==== 原文抜粋 ====
【体験談】オーストラリア現地校で日本語教師として働く

定本よしこさん | サンシャインコースト | University of the Sunshine Coast | Education and Training
サンシャインコースト大学を卒業後、現地校に就職して日本語教員として働くよしこさん。「昔から教えることが好きで教師という職業に興味があった」そうで、オーストラリアでは永住権にも繋がることが、教師を目指すことを決意するきっかけになったそうです。
留学したサンシャインコースト大学での様子から卒業後の永住権取得、さらに就職して日本語教師として日々奮闘する現在の様子を聞いてみましょう。

サンシャインコースト大学での留学生活を振り返って


サンシャインコースト大学を選んだ理由は?

サンシャインコースト大学では、大学で日本語を勉強していなくても教育修士課程で日本語を専攻できて中高の日本語教師になる資格が取れること、また、大自然に囲まれているところや、小さな大学ゆえのアットホームな環境にも惹かれ、サンシャインコースト大学を選びました。

自信に繋がった大学の英語サポート!

サンシャインコースト大学は、大学としてまだ新しいこともあり先生や授業内容も柔軟で、また小さな大学ゆえ先生や生徒同士の繋がりも作りやすくて、授業でついていけないことがあれば周りが察して助けてくれることも何度もありました。

また、私はサンシャインコースト大学(修士課程)の前に、メルボルンにある大学(学士課程)にも留学していましたが、比較するとサンシャインコースト大学のほうが様々なサポートが積極的に提供されていた印象です。

例えば私が入学した当時、同じ学年では自分以外全員ネイティブスピーカーだったので英語力にすごく不安がありましたが、サンシャインコースト大学では毎日無料で受けられる英語補習クラスが提供されていたので、そこに毎日通うことで十分な英語力をつけることができました。

特に、英語は大学在学中や実習先だけでなく、卒業後、就職した先でも毎日使うものなので、今こうやって自分が自信をもって生徒に向き合うことができるのも、サンシャインコースト大学の英語サポートのおかげだと本当に感謝しています。
====
原文抜粋の「定本よしこさん | サンシャインコースト」から「るきっかけになったそうです。」までを、「日本語教員」を「日本語講師」に置き換えたうえで書き出してください。
==== 提供情報 ====
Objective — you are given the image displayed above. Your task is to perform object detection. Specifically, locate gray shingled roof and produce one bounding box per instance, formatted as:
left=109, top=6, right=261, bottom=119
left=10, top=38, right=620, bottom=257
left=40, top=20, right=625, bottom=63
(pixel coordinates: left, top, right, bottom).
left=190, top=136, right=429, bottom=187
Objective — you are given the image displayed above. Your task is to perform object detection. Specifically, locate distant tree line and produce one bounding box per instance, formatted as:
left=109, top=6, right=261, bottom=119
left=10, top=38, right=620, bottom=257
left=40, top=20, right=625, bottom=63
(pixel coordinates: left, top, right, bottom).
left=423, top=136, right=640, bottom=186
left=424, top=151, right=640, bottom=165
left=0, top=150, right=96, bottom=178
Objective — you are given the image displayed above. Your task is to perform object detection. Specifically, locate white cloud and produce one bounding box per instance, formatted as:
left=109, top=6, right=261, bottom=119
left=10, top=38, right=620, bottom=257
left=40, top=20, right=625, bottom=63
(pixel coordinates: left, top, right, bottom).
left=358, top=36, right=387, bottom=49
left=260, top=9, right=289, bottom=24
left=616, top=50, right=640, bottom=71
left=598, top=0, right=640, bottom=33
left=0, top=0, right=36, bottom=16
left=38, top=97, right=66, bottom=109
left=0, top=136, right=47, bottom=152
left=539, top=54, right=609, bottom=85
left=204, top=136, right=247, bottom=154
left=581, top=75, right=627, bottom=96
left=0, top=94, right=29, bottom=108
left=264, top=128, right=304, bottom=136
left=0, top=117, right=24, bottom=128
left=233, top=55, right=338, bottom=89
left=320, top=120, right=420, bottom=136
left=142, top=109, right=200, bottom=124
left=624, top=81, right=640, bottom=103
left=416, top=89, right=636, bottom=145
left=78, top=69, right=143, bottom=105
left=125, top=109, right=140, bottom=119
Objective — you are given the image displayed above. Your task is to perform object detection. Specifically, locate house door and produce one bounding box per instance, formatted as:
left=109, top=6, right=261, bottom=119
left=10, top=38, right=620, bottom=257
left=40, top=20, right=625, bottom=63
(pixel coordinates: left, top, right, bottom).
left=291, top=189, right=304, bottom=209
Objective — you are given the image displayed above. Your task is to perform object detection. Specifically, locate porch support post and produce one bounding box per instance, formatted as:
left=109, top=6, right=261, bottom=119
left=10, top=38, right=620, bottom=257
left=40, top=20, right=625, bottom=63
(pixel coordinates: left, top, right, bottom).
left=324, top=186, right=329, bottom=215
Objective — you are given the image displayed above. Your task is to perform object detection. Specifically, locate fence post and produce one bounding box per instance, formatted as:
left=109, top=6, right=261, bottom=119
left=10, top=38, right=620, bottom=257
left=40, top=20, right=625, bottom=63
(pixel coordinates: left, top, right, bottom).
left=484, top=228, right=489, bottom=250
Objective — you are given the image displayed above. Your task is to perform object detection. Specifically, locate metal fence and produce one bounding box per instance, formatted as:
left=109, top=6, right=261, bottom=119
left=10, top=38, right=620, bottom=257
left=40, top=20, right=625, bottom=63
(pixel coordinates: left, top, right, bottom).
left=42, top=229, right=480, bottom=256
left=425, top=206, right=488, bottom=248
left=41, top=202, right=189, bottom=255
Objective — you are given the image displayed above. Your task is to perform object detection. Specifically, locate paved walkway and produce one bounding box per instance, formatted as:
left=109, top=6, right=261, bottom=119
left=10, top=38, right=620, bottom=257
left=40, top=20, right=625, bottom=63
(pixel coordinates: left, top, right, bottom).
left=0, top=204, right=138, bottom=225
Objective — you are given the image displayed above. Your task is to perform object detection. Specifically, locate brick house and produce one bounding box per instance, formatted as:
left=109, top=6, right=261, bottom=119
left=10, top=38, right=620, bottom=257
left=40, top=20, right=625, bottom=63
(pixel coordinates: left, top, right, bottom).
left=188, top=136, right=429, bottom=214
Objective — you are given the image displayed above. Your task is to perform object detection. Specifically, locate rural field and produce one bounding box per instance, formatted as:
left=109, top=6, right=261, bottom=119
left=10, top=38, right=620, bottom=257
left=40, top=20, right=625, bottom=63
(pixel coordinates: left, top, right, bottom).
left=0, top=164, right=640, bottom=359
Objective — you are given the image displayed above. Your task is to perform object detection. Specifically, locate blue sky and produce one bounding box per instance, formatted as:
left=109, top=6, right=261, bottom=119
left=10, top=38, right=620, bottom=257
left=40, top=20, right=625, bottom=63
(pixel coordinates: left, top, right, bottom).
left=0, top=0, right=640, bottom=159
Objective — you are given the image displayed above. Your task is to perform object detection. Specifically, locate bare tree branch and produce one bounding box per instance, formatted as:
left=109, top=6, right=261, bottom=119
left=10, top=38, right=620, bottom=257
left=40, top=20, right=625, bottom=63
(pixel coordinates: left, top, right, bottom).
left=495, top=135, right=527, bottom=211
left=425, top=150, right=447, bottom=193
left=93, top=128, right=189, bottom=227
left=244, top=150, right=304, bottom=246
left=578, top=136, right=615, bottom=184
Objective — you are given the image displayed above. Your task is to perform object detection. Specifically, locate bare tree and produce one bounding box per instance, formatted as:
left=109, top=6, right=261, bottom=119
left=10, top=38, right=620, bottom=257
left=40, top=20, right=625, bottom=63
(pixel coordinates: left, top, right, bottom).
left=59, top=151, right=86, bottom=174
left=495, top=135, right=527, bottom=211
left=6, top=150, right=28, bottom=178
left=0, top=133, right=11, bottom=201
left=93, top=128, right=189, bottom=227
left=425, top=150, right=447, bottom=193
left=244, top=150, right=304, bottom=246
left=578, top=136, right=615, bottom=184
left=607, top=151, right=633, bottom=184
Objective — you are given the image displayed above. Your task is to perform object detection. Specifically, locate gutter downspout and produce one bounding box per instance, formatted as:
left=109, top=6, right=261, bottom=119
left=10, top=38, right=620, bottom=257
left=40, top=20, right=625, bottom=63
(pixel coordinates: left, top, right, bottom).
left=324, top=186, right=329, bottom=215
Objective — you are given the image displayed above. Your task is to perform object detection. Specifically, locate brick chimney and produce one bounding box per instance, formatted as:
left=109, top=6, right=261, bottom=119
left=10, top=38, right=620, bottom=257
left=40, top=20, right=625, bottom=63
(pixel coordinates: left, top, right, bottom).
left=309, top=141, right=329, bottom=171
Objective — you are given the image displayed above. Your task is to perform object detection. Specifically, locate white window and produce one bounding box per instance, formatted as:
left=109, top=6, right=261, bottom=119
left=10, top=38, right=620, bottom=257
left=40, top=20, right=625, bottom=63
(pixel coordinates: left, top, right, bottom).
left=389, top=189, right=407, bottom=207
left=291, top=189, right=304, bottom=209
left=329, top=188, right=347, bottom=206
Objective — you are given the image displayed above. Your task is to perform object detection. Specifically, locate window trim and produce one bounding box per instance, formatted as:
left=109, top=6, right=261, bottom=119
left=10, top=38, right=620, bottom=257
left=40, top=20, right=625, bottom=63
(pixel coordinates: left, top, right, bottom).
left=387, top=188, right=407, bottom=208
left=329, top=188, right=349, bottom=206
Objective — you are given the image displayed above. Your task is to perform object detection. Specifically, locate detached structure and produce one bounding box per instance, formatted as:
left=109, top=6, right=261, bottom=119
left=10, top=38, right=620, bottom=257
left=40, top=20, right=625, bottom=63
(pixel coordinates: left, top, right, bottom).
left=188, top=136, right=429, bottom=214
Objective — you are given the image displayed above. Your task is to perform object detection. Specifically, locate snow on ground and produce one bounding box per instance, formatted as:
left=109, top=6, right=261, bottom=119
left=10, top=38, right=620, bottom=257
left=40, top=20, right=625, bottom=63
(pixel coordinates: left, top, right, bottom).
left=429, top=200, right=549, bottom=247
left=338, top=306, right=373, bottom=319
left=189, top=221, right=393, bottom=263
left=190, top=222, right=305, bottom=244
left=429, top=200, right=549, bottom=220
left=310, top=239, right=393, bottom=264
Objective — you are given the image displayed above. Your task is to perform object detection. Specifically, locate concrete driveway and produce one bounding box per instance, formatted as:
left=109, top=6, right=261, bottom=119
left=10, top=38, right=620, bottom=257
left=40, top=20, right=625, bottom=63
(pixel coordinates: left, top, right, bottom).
====
**解答**
定本よしこさん | サンシャインコースト | University of the Sunshine Coast | Education and Training
サンシャインコースト大学を卒業後、現地校に就職して日本語講師として働くよしこさん。「昔から教えることが好きで教師という職業に興味があった」そうで、オーストラリアでは永住権にも繋がることが、教師を目指すことを決意するきっかけになったそうです。